§ Task to complete:
Copy out the lines of the listing verbatim, starting at the line containing "trace --target teeth" and ending at the line containing "128], [141, 128]]", both included.

* START *

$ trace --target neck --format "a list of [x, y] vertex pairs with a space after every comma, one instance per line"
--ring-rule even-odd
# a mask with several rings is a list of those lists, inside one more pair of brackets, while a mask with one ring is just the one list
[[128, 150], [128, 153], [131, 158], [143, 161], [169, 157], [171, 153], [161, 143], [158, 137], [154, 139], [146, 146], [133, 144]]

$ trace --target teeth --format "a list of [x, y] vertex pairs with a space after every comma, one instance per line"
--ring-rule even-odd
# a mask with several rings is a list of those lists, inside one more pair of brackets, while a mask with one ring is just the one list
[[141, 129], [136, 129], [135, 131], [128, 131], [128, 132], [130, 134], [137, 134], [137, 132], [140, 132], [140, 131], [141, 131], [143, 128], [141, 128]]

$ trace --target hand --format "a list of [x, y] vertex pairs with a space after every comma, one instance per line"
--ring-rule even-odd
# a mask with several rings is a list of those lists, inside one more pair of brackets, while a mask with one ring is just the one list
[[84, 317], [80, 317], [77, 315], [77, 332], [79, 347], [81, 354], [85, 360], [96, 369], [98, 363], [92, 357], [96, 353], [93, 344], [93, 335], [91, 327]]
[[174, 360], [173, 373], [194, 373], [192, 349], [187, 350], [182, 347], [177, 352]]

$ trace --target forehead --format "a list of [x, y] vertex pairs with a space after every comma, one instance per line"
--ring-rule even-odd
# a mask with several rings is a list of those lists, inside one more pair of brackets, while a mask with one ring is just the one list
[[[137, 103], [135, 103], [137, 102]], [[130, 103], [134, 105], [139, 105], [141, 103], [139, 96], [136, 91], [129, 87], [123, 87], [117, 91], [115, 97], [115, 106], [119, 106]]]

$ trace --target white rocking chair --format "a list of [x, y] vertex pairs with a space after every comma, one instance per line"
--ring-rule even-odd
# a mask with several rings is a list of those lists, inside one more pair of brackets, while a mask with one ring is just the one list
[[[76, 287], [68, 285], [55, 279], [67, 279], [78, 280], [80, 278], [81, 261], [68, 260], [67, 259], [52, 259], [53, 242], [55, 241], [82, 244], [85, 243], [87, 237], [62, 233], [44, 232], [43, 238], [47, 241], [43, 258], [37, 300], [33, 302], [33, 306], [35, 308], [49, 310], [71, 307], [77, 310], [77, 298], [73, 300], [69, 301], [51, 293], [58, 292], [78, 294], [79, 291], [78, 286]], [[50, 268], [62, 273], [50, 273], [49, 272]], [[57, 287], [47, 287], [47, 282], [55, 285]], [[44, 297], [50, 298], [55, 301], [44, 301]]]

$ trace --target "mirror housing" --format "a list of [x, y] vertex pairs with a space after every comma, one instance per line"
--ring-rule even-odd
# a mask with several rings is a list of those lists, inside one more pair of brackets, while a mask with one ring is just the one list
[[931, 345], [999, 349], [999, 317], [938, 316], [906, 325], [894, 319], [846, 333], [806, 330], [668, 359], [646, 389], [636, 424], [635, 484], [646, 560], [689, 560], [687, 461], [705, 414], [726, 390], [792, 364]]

* END *

§ Exercise output:
$ trace --target teeth --format "a list of [x, y] vertex pairs with a space after every comma, one instance per line"
--ring-rule even-odd
# a mask with several rings is a list of those lists, inside one more pair of brackets, while a mask with one ring is just the one list
[[141, 129], [136, 129], [135, 131], [128, 131], [128, 132], [130, 134], [137, 134], [137, 132], [140, 132], [140, 131], [141, 131], [143, 128], [141, 128]]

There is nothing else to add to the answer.